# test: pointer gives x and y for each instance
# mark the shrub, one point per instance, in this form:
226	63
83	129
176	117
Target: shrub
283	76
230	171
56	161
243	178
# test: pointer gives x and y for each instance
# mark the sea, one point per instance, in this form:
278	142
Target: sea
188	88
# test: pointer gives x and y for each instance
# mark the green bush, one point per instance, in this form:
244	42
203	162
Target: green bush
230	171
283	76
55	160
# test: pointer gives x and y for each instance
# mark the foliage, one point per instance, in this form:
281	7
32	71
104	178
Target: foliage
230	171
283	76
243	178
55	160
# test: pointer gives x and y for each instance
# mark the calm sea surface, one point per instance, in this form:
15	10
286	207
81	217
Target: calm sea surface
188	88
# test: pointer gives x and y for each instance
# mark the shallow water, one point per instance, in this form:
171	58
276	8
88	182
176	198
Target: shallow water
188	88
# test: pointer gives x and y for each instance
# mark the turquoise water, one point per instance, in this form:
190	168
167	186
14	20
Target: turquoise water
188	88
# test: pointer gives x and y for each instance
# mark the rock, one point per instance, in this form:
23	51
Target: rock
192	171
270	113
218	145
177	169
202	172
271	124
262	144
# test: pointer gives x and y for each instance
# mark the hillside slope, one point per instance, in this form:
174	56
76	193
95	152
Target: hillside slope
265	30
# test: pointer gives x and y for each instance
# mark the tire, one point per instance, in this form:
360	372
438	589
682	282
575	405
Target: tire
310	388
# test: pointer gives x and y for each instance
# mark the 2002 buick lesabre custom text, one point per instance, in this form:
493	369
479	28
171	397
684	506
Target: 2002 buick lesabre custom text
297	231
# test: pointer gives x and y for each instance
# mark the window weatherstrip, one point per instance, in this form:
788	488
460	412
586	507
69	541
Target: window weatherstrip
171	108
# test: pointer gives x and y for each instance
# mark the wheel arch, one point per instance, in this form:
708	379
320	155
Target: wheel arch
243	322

TRY IT >> Every entry must be repeated exactly; none may be skipped.

REPLY TO THE EXERCISE >>
# test: pointer gives x and y for each instance
# mark the shrub, one point per instance, in this form:
226	63
83	129
176	117
Target: shrub
283	76
230	171
56	161
243	178
# test: pointer gives x and y for each instance
# mark the sea, one point per instance, in this form:
278	142
Target: sea
188	88
# test: pointer gives x and y for each instance
# mark the green bush, one point per instance, in this form:
244	42
203	162
Target: green bush
230	171
283	76
55	160
# test: pointer gives x and y for each instance
# mark the foliage, one point per instance, in this form:
281	7
32	71
104	178
Target: foliage
230	171
283	76
243	178
55	160
# test: pointer gives x and y for each instance
# mark the calm sea surface, one point per instance, in this form:
15	10
286	207
81	217
Target: calm sea surface
188	88
# test: pointer gives x and y for each instance
# mark the shallow water, one point per instance, in this form:
171	58
276	8
88	182
176	198
Target: shallow water
188	88
# test: pointer gives x and y for each instance
# mark the turquoise water, one point per instance, in this form:
190	168
167	186
14	20
Target: turquoise water
188	88
# test: pointer gives x and y for each instance
# mark the rock, one point per instance, in this form:
23	51
Target: rock
192	171
270	113
218	145
177	169
202	172
271	124
262	144
# test: pointer gives x and y for each instance
# mark the hillside slope, one point per instance, in this form:
174	56
76	193
95	152
Target: hillside slope
265	30
# test: pointer gives x and y for each instance
# mark the tire, one point per instance, in this form:
360	372
438	589
682	282
575	405
Target: tire
310	388
# test: pointer gives x and y for each instance
# mark the 2002 buick lesabre custom text, one point per instance, in this form:
493	369
479	28
171	397
684	506
Target: 2002 buick lesabre custom text
297	231
# test: pointer gives x and y for each instance
# mark the window weatherstrip, one point per instance, in this form:
788	488
460	412
586	507
69	541
Target: window weatherstrip
171	108
# test: pointer gives x and y for each instance
# mark the wheel arch, one point per instance, in this form:
708	379
320	155
Target: wheel arch
243	322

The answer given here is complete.